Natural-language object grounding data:

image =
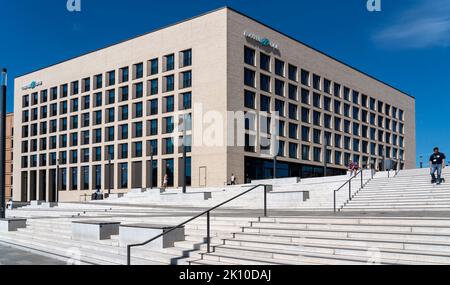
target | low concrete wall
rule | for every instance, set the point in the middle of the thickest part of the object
(94, 230)
(139, 233)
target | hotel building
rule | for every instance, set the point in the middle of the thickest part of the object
(9, 155)
(108, 119)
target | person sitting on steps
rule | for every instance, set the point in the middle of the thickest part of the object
(437, 163)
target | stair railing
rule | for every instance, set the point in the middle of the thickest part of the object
(267, 188)
(349, 183)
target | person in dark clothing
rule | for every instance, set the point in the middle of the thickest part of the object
(437, 163)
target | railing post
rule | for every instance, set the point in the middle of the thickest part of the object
(334, 201)
(349, 189)
(128, 255)
(208, 235)
(362, 183)
(265, 200)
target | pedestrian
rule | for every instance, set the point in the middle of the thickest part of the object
(233, 179)
(437, 163)
(165, 181)
(353, 167)
(98, 194)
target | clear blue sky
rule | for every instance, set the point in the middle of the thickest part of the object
(407, 44)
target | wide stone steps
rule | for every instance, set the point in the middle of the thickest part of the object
(351, 248)
(303, 256)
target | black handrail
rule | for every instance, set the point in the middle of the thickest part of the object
(207, 212)
(349, 182)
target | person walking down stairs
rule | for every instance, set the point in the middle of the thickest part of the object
(437, 163)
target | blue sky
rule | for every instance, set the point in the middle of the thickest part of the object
(407, 44)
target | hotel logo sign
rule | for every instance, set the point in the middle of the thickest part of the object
(265, 42)
(32, 85)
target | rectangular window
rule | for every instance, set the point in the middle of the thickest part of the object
(111, 78)
(154, 66)
(124, 74)
(138, 70)
(249, 56)
(265, 83)
(249, 77)
(279, 67)
(265, 62)
(170, 62)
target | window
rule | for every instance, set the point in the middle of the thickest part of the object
(137, 149)
(316, 100)
(123, 175)
(317, 134)
(64, 91)
(169, 125)
(292, 92)
(293, 150)
(292, 72)
(98, 81)
(138, 70)
(249, 56)
(249, 77)
(169, 104)
(305, 77)
(279, 67)
(170, 62)
(265, 103)
(123, 151)
(293, 131)
(153, 86)
(305, 115)
(279, 87)
(109, 134)
(305, 134)
(305, 152)
(168, 146)
(186, 79)
(137, 129)
(293, 111)
(98, 99)
(265, 83)
(305, 96)
(154, 66)
(138, 110)
(249, 99)
(316, 81)
(74, 87)
(316, 118)
(317, 153)
(153, 128)
(111, 78)
(138, 90)
(186, 58)
(170, 83)
(124, 74)
(186, 101)
(279, 107)
(327, 86)
(265, 62)
(154, 107)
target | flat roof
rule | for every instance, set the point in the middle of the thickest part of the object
(240, 13)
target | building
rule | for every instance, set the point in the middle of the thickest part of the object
(117, 110)
(9, 155)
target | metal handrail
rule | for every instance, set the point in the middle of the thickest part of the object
(349, 182)
(207, 212)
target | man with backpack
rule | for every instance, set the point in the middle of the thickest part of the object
(437, 163)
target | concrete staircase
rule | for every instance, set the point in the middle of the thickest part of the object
(335, 240)
(410, 190)
(392, 220)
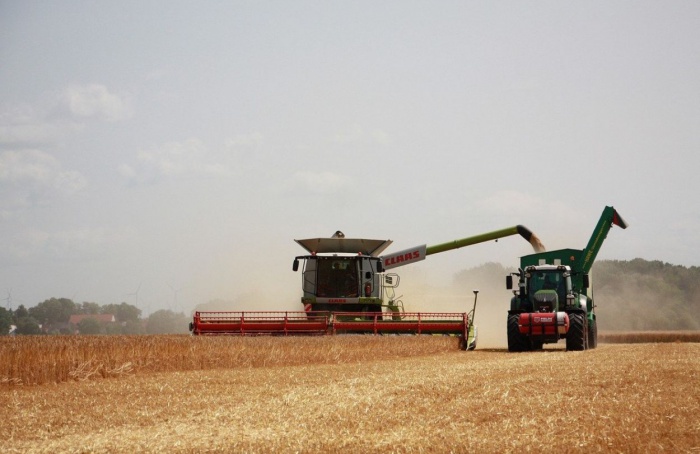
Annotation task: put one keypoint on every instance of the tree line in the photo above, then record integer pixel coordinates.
(53, 315)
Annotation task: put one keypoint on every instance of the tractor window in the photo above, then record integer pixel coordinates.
(546, 280)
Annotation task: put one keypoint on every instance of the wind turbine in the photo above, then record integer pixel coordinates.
(136, 295)
(175, 292)
(8, 300)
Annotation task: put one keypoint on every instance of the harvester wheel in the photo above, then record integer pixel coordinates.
(516, 341)
(576, 337)
(592, 334)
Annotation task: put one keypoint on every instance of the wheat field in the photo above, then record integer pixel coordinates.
(346, 393)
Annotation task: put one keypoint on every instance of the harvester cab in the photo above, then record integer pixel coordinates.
(343, 274)
(554, 298)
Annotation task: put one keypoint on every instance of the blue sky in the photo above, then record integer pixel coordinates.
(174, 151)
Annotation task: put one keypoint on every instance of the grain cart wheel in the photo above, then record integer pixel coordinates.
(576, 337)
(593, 334)
(516, 341)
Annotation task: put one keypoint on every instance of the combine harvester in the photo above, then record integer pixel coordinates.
(554, 299)
(347, 289)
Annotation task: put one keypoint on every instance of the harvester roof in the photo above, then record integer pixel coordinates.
(344, 245)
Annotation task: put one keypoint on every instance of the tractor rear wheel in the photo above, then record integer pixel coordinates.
(576, 337)
(592, 334)
(516, 341)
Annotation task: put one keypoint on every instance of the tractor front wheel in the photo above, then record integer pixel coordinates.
(576, 337)
(516, 341)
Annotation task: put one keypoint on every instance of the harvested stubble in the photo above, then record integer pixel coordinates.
(32, 360)
(617, 398)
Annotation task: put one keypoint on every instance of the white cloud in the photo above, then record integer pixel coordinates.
(357, 134)
(33, 176)
(95, 101)
(173, 160)
(509, 202)
(322, 182)
(245, 141)
(25, 125)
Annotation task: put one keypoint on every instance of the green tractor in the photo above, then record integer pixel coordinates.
(554, 299)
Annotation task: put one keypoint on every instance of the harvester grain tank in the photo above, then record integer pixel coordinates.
(347, 274)
(554, 299)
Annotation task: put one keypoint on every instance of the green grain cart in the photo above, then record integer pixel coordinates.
(554, 298)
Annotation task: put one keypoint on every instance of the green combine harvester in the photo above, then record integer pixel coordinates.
(554, 299)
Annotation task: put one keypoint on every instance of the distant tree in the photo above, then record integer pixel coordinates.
(53, 311)
(167, 322)
(122, 312)
(88, 308)
(89, 325)
(27, 325)
(133, 327)
(5, 321)
(20, 312)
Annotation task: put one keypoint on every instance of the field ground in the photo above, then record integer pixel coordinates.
(408, 395)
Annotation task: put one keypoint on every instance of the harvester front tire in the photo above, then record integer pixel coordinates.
(516, 341)
(576, 337)
(593, 334)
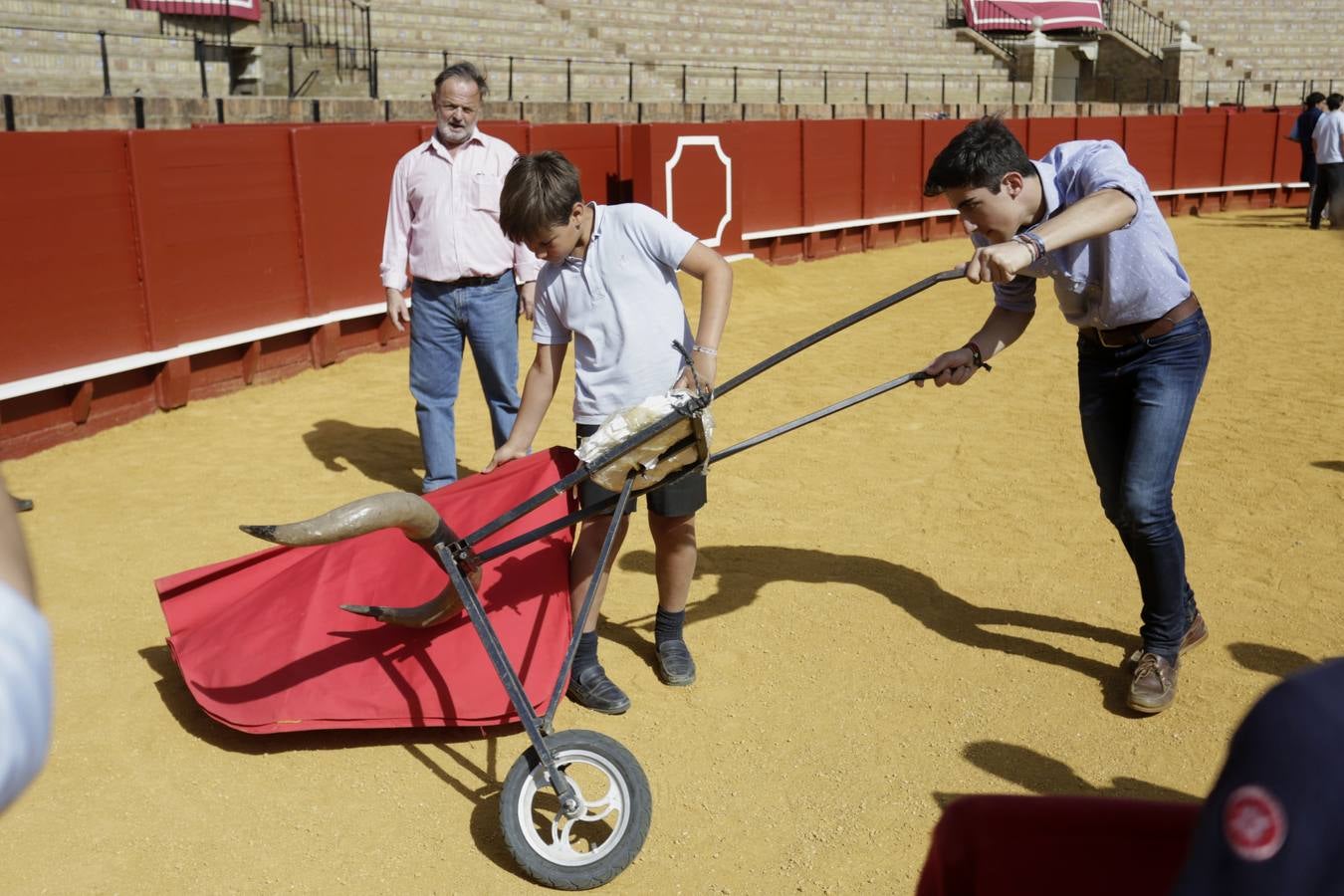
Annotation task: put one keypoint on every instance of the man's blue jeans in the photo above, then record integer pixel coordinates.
(442, 318)
(1136, 403)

Activity:
All of the lines above that carry the string "concrete" need to be found and copied.

Solution for this problem:
target | low concrete wall
target | concrete staircase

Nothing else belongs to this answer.